Photo labels with boxes:
★ ★ ★ ★ ★ ★ ★

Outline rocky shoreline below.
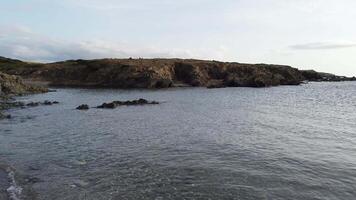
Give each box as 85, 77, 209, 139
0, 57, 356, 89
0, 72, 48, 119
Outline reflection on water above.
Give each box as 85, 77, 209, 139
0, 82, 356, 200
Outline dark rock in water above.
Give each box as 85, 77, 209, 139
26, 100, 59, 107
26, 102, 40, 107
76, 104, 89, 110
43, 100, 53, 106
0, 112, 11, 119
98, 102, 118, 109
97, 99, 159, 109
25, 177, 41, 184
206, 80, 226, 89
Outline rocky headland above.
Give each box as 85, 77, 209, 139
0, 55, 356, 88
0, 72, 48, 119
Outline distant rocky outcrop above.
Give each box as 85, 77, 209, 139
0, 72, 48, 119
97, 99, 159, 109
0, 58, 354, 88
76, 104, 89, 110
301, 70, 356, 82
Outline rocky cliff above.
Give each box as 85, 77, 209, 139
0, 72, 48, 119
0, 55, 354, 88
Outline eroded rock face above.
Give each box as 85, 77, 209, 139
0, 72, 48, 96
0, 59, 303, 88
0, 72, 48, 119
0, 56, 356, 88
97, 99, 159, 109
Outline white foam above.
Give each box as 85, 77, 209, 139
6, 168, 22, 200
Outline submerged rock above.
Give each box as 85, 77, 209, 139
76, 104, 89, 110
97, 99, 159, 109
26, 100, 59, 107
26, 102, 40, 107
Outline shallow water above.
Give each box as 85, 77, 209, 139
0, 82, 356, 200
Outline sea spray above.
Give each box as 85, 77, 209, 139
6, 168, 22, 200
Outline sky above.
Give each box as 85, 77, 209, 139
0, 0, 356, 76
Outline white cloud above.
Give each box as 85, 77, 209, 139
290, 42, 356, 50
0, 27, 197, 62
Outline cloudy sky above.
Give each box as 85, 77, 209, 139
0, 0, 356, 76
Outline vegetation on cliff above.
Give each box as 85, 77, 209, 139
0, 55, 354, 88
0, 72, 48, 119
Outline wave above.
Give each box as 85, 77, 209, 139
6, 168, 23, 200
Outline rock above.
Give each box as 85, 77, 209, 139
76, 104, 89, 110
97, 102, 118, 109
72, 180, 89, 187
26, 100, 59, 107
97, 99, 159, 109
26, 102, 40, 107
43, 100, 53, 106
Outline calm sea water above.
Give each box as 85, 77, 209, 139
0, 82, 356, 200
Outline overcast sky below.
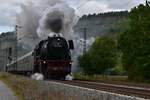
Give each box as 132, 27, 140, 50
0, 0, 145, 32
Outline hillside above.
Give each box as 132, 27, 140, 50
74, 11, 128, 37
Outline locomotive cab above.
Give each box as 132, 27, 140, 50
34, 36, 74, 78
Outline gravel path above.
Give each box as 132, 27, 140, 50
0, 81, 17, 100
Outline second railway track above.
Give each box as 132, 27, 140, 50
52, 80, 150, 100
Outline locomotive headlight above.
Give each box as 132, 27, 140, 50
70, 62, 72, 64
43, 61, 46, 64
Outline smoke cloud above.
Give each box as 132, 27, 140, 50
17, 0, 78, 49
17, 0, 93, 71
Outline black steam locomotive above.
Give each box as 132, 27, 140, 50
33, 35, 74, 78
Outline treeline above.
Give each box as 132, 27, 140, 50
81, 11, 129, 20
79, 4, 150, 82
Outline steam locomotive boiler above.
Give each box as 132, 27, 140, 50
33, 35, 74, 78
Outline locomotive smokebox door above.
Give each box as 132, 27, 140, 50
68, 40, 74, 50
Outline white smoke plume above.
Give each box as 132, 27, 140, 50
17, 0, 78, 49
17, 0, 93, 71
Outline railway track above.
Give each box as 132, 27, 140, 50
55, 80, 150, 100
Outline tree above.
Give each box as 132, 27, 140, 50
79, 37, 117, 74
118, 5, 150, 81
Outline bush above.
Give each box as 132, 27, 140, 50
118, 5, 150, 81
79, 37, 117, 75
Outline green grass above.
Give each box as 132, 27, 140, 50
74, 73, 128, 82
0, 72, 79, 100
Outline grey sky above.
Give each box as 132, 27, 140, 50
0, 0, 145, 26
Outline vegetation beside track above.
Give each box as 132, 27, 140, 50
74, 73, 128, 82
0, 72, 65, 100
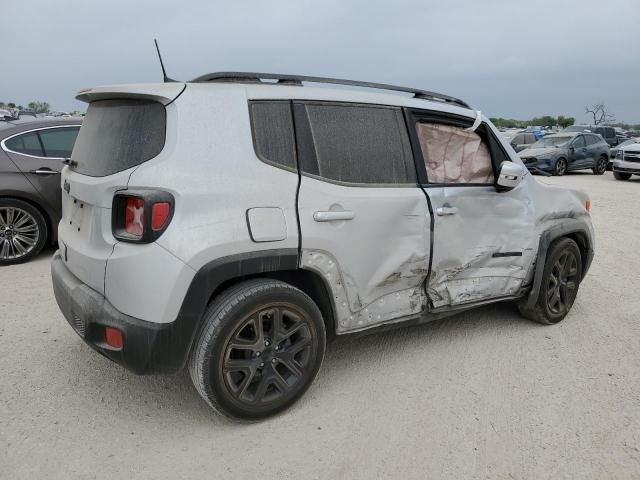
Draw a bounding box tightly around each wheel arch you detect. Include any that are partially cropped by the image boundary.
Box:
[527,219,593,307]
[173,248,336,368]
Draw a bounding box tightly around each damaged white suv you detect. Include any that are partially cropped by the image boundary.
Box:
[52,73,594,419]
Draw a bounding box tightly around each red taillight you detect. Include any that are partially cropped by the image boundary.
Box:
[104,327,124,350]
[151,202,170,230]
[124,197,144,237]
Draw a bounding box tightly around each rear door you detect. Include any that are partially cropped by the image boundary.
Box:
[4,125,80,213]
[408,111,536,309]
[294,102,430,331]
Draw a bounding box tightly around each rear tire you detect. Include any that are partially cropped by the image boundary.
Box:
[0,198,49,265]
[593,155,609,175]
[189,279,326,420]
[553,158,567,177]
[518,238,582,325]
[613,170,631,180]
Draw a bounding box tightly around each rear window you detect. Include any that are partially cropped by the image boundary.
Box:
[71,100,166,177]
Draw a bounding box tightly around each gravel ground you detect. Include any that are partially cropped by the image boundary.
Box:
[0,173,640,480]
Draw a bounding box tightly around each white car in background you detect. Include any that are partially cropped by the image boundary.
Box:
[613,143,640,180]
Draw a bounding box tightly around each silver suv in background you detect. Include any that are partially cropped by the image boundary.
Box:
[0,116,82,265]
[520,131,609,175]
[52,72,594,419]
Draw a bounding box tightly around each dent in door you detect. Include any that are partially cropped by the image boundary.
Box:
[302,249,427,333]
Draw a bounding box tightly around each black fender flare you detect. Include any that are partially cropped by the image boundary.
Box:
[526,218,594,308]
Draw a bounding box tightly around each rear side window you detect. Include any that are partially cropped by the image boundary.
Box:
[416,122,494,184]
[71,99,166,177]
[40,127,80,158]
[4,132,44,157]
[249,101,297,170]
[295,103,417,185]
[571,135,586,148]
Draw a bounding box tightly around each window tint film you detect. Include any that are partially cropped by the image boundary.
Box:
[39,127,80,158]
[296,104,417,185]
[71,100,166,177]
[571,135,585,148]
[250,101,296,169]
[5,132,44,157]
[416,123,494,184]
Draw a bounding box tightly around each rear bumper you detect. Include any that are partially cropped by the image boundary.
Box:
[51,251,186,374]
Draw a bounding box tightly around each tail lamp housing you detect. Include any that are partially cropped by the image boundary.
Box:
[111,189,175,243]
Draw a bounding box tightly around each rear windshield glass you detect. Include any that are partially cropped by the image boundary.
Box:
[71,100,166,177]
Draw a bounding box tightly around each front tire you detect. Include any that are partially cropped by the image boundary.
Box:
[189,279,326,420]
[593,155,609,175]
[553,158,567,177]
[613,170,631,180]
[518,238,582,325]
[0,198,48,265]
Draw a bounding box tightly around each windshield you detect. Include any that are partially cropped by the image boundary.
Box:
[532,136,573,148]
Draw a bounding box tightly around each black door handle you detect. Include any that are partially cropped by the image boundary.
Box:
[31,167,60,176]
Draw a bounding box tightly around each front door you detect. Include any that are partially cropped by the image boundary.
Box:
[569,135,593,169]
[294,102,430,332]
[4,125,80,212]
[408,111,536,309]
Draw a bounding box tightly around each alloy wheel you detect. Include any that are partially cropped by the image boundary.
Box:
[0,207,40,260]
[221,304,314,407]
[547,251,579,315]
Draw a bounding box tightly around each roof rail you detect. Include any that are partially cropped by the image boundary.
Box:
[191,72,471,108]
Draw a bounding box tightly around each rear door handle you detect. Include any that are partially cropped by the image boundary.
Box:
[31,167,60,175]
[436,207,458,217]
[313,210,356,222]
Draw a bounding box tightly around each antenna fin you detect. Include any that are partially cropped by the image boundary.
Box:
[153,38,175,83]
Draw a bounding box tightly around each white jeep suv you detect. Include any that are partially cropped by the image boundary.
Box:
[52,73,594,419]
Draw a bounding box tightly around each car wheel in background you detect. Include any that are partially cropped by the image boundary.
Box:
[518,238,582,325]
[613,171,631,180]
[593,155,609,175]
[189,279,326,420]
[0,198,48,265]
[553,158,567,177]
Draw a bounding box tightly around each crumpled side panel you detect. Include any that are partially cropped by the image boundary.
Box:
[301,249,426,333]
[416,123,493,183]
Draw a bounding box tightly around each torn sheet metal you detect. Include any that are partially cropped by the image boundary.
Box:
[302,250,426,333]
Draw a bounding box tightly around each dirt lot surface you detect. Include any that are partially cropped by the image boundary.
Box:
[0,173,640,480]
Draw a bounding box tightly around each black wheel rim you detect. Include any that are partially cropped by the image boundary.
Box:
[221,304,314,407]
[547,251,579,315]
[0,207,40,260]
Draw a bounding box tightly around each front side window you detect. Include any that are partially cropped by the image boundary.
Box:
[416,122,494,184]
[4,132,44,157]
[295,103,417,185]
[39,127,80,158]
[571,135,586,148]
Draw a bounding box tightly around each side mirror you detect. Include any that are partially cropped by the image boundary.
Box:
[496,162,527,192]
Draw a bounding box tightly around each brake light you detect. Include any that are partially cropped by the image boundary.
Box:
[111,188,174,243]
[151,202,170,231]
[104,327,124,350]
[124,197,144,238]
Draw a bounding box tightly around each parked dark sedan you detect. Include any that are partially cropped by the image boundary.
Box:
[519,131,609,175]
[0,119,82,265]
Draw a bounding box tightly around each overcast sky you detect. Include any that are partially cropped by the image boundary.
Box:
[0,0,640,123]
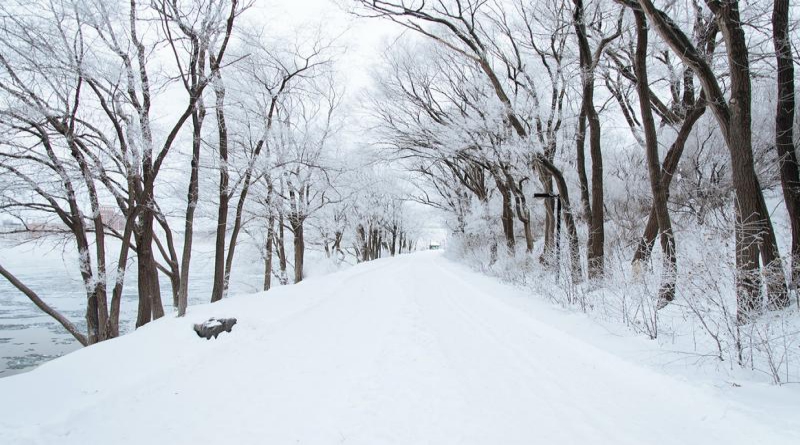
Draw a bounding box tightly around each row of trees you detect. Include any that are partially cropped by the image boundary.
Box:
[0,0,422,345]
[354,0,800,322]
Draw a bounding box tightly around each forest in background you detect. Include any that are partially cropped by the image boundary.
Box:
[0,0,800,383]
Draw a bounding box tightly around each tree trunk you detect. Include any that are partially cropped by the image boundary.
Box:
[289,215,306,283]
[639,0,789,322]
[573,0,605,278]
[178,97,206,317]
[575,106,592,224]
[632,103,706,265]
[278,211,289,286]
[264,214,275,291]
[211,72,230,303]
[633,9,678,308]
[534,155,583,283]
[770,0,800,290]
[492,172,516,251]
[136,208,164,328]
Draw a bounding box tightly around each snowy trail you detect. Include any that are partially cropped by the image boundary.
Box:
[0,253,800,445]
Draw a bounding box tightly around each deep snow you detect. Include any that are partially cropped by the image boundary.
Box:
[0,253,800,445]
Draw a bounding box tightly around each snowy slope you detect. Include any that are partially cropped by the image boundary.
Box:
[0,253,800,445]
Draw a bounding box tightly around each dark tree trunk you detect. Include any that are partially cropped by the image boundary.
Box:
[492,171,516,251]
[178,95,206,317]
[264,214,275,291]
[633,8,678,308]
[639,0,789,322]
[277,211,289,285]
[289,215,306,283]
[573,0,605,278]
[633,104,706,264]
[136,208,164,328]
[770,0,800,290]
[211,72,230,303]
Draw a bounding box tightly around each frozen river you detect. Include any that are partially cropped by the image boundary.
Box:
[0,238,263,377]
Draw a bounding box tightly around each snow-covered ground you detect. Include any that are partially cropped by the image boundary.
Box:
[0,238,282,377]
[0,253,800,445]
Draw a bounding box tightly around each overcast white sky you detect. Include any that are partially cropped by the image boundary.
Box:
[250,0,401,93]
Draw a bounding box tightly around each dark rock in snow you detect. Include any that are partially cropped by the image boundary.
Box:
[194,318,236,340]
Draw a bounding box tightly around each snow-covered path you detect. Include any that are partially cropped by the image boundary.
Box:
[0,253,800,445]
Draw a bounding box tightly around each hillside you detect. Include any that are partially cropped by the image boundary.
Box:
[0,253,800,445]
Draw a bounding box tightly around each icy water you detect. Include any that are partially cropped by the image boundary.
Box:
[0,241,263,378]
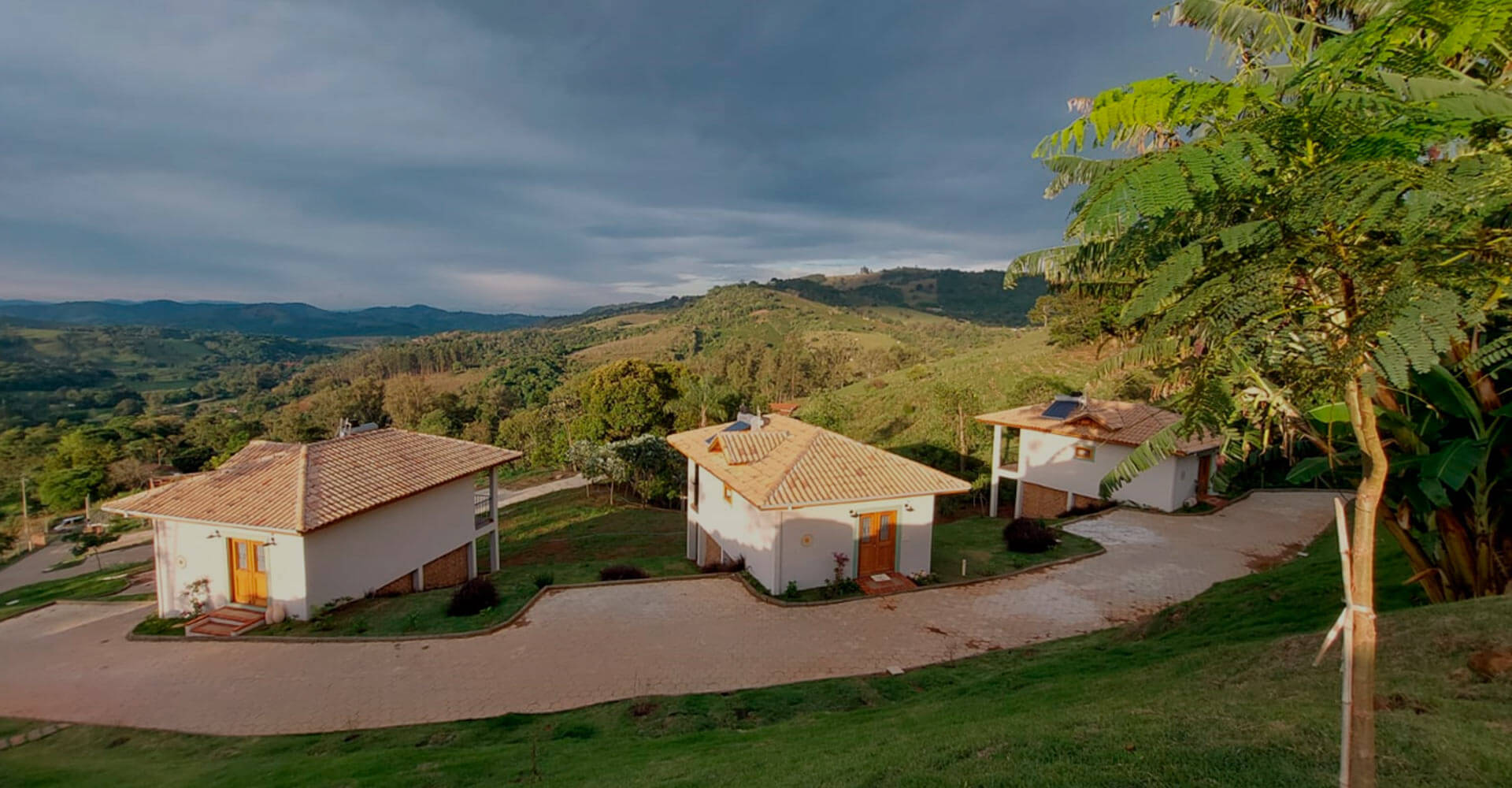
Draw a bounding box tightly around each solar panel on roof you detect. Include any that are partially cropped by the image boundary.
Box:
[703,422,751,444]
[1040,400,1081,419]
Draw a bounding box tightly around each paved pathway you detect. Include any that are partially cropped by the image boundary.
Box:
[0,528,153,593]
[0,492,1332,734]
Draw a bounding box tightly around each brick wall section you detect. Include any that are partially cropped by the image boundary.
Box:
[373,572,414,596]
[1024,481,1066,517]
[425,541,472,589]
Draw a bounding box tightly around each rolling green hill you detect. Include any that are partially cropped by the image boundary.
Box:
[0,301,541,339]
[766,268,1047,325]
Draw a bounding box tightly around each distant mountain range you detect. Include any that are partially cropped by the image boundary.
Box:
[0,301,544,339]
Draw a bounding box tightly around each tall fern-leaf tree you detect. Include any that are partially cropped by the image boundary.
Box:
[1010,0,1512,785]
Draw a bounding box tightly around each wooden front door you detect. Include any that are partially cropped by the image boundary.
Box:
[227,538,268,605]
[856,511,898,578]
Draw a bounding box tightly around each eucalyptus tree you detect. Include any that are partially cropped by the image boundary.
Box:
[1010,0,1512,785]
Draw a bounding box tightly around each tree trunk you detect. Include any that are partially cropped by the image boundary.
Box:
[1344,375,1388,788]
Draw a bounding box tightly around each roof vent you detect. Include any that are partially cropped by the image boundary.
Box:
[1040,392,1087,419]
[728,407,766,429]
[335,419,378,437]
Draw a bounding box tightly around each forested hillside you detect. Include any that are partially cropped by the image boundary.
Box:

★ ★ ★ ★ ★ ★ ★

### The request
Copy out the lines from the start of the records up to and including the line with "206, 80, 226, 89", and leave the pictures out of your answer.

### Expected answer
Outline rocky shoreline below.
Give each box as 85, 77, 209, 139
0, 57, 356, 89
0, 72, 48, 119
Outline reflection on water above.
Give each box as 85, 77, 209, 139
0, 82, 356, 200
Outline dark rock in water above.
Give each box as 85, 77, 209, 139
26, 100, 59, 107
26, 102, 40, 107
76, 104, 89, 110
43, 100, 53, 106
0, 112, 11, 119
98, 102, 118, 109
97, 99, 159, 109
25, 177, 41, 184
206, 80, 226, 89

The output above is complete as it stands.